-- Data supplied follows --

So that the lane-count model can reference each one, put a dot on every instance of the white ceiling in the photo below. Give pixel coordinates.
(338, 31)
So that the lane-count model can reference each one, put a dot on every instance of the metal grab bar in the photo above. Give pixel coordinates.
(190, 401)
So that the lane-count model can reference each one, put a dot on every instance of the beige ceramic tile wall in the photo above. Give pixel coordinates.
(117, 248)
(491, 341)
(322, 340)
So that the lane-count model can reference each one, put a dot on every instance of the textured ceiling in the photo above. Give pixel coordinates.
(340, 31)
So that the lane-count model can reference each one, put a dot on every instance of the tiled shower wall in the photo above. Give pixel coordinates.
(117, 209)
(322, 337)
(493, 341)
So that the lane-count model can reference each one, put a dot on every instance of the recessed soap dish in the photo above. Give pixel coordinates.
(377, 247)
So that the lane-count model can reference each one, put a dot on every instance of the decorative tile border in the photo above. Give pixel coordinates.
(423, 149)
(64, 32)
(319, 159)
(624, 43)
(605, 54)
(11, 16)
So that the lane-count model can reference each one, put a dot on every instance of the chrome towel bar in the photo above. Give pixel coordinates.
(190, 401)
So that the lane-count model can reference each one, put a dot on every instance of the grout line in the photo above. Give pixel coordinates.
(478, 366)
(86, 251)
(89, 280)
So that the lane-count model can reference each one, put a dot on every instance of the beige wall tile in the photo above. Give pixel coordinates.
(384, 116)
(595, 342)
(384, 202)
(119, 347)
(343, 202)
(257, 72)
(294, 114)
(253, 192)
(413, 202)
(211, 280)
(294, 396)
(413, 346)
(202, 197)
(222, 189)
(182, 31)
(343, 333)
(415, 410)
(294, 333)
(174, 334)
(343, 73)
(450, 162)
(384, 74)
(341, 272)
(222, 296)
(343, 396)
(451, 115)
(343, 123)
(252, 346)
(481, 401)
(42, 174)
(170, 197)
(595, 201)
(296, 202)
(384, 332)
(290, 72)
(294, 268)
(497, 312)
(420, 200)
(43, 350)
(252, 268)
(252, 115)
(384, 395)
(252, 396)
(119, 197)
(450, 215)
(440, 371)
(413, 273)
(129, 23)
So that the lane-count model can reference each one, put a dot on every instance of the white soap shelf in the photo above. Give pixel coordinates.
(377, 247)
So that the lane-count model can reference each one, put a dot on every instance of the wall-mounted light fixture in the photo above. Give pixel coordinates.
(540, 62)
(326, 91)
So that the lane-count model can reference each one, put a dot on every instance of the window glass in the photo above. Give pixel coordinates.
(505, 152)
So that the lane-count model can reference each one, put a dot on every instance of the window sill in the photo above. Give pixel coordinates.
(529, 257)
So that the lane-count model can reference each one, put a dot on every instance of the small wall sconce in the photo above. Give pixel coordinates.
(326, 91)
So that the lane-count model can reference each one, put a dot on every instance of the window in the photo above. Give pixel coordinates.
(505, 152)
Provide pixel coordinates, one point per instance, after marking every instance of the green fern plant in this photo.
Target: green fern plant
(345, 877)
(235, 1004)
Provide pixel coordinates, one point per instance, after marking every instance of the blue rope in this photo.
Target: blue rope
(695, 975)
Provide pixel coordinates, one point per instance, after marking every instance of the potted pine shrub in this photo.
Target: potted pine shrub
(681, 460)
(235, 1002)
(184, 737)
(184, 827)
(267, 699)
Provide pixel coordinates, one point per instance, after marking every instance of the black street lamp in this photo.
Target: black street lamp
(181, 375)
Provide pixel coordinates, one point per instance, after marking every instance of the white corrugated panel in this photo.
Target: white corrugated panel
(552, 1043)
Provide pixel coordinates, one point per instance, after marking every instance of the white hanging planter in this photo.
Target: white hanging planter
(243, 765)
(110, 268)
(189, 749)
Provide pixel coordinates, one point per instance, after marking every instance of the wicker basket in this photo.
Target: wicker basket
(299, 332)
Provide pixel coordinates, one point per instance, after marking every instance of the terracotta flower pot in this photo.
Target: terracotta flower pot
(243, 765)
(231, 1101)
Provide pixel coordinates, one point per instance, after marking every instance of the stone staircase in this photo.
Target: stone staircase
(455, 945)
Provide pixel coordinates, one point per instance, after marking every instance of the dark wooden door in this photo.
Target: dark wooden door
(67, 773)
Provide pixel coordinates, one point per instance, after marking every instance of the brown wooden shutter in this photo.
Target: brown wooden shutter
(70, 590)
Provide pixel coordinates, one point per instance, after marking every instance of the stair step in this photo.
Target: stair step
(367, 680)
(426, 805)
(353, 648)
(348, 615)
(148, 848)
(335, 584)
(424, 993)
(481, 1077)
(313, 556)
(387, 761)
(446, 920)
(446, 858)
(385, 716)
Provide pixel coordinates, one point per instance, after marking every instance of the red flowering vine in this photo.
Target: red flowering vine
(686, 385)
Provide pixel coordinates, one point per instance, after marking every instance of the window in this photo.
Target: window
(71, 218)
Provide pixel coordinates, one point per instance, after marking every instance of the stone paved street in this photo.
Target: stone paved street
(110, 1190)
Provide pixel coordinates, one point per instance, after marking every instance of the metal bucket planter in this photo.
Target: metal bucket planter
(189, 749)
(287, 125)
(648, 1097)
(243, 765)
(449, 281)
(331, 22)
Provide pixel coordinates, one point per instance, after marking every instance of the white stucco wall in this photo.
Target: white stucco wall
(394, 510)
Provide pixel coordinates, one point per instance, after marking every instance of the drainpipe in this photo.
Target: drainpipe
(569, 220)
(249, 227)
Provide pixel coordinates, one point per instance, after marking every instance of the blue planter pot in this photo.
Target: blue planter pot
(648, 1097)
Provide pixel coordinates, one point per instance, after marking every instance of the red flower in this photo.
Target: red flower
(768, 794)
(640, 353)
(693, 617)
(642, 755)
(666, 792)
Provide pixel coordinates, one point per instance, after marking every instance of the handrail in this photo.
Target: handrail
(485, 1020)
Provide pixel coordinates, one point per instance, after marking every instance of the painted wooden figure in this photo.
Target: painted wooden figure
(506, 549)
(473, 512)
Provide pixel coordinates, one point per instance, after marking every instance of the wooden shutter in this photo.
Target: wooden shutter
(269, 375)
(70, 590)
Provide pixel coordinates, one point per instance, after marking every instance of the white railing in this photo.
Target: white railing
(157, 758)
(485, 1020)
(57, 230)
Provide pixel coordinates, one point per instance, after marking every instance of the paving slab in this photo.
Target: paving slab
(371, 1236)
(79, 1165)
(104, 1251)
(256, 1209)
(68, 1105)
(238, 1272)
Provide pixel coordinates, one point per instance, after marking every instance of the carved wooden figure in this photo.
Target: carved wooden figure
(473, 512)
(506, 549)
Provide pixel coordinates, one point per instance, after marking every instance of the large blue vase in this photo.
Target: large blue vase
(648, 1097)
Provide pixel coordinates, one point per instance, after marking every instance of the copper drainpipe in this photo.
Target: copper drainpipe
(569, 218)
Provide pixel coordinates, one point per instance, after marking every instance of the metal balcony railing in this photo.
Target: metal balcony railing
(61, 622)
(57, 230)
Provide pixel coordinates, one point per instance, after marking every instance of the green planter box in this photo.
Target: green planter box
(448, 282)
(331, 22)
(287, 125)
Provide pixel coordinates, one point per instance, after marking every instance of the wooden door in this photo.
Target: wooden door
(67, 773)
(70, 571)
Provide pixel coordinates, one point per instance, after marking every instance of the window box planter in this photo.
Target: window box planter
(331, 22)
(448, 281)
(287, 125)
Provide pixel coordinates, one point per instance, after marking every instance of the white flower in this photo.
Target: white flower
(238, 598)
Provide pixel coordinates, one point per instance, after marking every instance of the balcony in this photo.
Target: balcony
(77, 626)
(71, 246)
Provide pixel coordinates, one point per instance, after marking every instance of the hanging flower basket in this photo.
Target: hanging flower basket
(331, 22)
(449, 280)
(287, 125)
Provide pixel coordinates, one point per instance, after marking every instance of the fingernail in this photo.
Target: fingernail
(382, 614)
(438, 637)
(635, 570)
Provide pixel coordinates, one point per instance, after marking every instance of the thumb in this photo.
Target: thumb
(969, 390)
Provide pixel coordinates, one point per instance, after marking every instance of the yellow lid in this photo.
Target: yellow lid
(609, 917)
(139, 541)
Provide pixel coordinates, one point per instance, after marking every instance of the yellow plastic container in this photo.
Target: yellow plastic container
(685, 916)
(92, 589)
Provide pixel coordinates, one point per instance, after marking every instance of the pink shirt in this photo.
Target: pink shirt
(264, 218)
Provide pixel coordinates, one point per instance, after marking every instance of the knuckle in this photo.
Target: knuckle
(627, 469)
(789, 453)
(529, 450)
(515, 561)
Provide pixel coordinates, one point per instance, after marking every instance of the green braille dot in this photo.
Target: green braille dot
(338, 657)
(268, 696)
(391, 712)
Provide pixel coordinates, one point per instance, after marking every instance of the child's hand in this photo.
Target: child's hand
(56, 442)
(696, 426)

-- Data supplied concluded --

#### What you are asked to do:
Retype, exactly and in full, the lines above from the one containing "brown wooden shutter in this photo." through the one containing "step in this photo.".

#### Exercise response:
Provide pixel coordinates, one point per instance, after marking every instance of the brown wooden shutter in this photo.
Target: brown wooden shutter
(70, 590)
Provide pixel coordinates, one point per instance, after marking every instance of the stair step in this photo.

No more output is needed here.